** Begin DATA IN THIS EXERCISE **
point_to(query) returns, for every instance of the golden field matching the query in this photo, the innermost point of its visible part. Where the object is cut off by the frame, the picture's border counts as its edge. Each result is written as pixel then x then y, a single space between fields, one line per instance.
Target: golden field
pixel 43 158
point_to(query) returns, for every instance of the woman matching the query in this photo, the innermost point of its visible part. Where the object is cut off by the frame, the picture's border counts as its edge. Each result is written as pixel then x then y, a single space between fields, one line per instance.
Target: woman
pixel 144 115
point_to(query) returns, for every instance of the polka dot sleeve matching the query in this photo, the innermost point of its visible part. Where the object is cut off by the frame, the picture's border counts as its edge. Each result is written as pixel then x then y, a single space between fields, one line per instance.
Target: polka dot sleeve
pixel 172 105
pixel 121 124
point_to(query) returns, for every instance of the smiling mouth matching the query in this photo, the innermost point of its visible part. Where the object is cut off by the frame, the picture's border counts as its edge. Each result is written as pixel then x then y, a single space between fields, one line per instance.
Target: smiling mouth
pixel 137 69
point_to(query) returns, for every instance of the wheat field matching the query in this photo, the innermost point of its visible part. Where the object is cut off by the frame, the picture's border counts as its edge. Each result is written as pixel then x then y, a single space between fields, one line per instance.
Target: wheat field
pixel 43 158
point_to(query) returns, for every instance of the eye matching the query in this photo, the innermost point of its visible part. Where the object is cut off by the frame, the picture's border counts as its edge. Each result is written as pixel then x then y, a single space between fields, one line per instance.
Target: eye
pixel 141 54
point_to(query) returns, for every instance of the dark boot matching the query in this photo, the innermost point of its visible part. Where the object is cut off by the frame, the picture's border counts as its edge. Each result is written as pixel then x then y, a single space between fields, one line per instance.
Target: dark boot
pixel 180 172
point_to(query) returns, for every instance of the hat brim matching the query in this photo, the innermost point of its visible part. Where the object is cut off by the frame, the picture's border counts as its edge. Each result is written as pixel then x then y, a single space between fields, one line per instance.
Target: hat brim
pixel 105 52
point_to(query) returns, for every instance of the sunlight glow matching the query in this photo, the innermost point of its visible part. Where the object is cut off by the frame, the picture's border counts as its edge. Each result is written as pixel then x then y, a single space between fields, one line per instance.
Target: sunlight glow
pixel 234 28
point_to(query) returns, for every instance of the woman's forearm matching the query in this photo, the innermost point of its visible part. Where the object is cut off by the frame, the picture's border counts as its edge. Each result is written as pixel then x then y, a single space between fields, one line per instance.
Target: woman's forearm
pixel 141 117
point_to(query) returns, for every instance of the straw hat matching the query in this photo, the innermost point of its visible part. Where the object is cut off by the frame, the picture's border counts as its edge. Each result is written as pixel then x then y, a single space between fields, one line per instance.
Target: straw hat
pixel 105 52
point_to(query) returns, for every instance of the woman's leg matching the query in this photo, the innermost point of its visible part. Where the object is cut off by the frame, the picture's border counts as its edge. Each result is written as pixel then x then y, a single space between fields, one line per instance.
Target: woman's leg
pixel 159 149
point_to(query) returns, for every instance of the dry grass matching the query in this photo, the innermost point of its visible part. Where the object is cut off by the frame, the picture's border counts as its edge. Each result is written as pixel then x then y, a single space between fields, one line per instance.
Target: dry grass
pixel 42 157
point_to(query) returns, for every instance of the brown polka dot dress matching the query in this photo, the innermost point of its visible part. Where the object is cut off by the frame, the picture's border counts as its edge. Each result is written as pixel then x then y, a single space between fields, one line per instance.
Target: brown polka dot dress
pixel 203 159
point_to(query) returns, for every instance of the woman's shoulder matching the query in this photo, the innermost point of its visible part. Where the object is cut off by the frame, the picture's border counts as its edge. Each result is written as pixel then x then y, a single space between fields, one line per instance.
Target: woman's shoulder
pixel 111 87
** End DATA IN THIS EXERCISE **
JOB
Copy all of the data above word for word, keeping every line unchanged.

EXERCISE ANSWER
point_to(query) returns, for every instance of the golden field matching the query in this photo, the innermost point of its visible part. Where the object is cut off by the frame, the picture's border counts as its edge. Each result is written as pixel then x then y, a single space between fields, one line per instance.
Target: golden field
pixel 43 158
point_to(query) returns, for every instance of the woman matching the query in this photo, the innermost point of its visible part. Where the object is cut off by the frame, the picture's border counts as its edge. Each result is written as pixel then x then y, a single space between fields, one line per instance.
Target: woman
pixel 144 115
point_to(query) returns, for every instance of the polka dot sleeve matching the query in this photo, the innermost point of its visible part. Where the object is cut off by the frame, the picture's border counts as its edge. Each result is written as pixel then x then y, a single space between fields, one line per instance.
Target: polka dot sleeve
pixel 172 105
pixel 121 124
point_to(query) returns, for every instance of the smiling mouth matching the query in this photo, the innermost point of its visible part. Where the object is cut off by the frame, the picture's border counts as its edge. Each result is written as pixel then x then y, a single space between fields, one line per instance.
Target: smiling mouth
pixel 137 69
point_to(query) returns, for every instance of the wheat field matching the query in this photo, the innermost point of its visible part. Where the object is cut off by the frame, the picture's border counts as its edge. Each result is written as pixel then x then y, a single space between fields, one line per instance.
Target: wheat field
pixel 43 158
point_to(query) returns, for every instance of the eye matching the query in this photo, the innermost point of its visible part. Where the object is cut off by the frame, the picture's border counts as its edge. Each result is written as pixel then x then y, a single space between fields, one line per instance.
Target: eye
pixel 141 54
point_to(query) returns, for every instance of the dark boot matching the query in this photo, the innermost point of its visible part. Where the object is cut off by the frame, the picture's border counts as its edge. Each result is written as pixel then x then y, a single space between fields, one line per instance.
Target: dark boot
pixel 180 172
point_to(query) returns, for every instance of the hat brim matching the query in this photo, the innermost point of its visible part. Where the object is cut off by the frame, the picture's border counts as its edge. Each result is written as pixel then x then y, a single space between fields, one line per instance.
Target: hat brim
pixel 105 52
point_to(query) returns, for every instance of the sunlight glow matching the query in this photo, the innermost point of its visible part. Where the object is cut off by the frame, the picture's border counts as its edge. Each result is written as pixel then x then y, a single space between fields, one line per instance.
Target: sunlight glow
pixel 234 28
point_to(query) returns, for every instance of the woman's forearm matching the query in this photo, the innermost point of its visible part. Where the object is cut off by the frame, the picture's border counts as its edge. Each result is written as pixel then x then y, a single space between fields, one line per instance.
Target: woman's forearm
pixel 141 117
point_to(query) returns, for every instance of the straw hat matching the query in this photo, the innermost point of its visible part. Where the object is cut off by the frame, the picture's border counts as its edge. Each result is written as pixel then x then y, a single space between fields, one line per instance.
Target: straw hat
pixel 105 52
point_to(query) returns, for every instance of the woman's leg matching the query in this photo, the innermost point of its visible part. Where the object is cut off by the frame, the picture's border counts as its edge. Each result is written as pixel then x then y, a single space between fields, one line per instance.
Target: woman's leg
pixel 159 149
point_to(query) returns, for every instance of the dry grass matching the query in this photo, the innermost point of its visible part. Where the object is cut off by the frame, the picture's border counts as its edge. Each result is written as pixel then x then y, a single space between fields, one line per instance.
Target: dry grass
pixel 42 157
point_to(query) returns, for every instance of the brown polka dot dress matching the query in this photo, the innermost point of its visible part. Where the object is cut off by the frame, the picture's border counts as its edge. Each result is written as pixel then x then y, a single space between fields, one line per instance.
Target: brown polka dot dress
pixel 203 159
point_to(query) returns, for every instance of the woman's shoulder matching the query in this photo, the innermost point of its visible part. Where the object is cut off by the frame, the picture's border counts as its edge. Each result is written as pixel then x then y, a single space between fields, one line per instance.
Target: woman's shoulder
pixel 111 87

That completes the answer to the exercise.